## Text

My third child came out as transgender when he was 11 years old, which is seven years ago now. He's now 18 and off to university, which is a huge change in our lives. And then, about a year and a half ago, my youngest child shared her truth with us that she's a trans girl. So I learned a lot with my son, mitchell. I took some university courses, I've led a peer led support group for a while and I wrote a book about it on the social transition.

Speaker 2:

When Rose came out my youngest child, because of her age, we embarked immediately in a medical transition. So I have a lot of experience in it and I have become passionate about making sure people understand what it means, because a lot of times people would ask me especially after Mitchell came out, how can children be transgender? They didn't understand what gender identity was and they would confuse it with sexual orientation, which is understandable. That's how the television portrays it. A lot of times it's bunched in with LGBTQ all in this one acronym, but they're two very separate things and children can absolutely be transgender.

## Assignment 1
According to the transcript, how old was the third child when he came out as transgender?
## Assignment 2
Update the transcript, starting with "When Rose came" and going on through "absolutely be transgender.", replacing "television" with "news media".

Data extracted from a collection:
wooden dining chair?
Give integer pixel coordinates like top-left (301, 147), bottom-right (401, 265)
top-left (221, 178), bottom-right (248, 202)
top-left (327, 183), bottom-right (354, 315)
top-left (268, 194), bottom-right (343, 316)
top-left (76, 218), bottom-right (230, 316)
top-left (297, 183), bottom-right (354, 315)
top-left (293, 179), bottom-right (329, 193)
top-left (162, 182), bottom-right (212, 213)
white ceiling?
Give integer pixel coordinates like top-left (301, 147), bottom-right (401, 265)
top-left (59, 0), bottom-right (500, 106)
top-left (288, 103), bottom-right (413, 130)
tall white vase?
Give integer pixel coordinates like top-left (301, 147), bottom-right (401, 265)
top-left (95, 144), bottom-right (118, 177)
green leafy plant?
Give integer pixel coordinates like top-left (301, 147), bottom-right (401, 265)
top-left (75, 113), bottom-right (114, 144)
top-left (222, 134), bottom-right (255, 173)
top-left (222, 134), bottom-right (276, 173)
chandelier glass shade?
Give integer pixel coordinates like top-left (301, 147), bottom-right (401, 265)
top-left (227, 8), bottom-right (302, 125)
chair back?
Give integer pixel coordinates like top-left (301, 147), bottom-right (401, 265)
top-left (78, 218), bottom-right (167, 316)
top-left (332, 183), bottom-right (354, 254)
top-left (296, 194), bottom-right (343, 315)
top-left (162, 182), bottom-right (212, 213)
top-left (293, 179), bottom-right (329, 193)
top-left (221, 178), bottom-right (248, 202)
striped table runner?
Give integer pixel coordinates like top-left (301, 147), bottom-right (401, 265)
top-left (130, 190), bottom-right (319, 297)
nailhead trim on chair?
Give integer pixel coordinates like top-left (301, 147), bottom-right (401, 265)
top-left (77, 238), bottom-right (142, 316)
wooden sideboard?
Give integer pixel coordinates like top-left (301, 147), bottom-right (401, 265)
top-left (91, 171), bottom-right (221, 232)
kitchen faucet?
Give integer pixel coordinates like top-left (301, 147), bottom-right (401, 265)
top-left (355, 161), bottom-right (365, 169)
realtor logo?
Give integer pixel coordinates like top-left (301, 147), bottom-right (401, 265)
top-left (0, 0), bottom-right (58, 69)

## Your response 1
He was 11 years old.

## Your response 2
When Rose came out my youngest child, because of her age, we embarked immediately in a medical transition. So I have a lot of experience in it and I have become passionate about making sure people understand what it means, because a lot of times people would ask me especially after Mitchell came out, how can children be transgender? They didn't understand what gender identity was and they would confuse it with sexual orientation, which is understandable. That's how the news media portrays it. A lot of times it's bunched in with LGBTQ all in this one acronym, but they're two very separate things and children can absolutely be transgender.